__EXERCISE BRIEF__: Go through the entries below and count the lines where the word "target" appears; give only the count.

__DATA FOR REVIEW__:
◆ ◆ ◆ ◆ ◆ ◆ ◆

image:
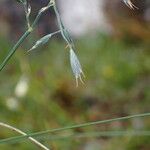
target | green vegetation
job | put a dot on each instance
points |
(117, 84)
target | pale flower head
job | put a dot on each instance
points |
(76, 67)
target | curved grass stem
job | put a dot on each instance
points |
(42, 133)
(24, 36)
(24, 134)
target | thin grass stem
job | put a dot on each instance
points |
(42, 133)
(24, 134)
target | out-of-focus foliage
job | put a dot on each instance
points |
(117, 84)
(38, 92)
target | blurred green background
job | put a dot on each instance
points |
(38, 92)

◆ ◆ ◆ ◆ ◆ ◆ ◆

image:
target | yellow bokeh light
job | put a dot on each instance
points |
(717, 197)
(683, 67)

◆ ◆ ◆ ◆ ◆ ◆ ◆

__RESULT__: 7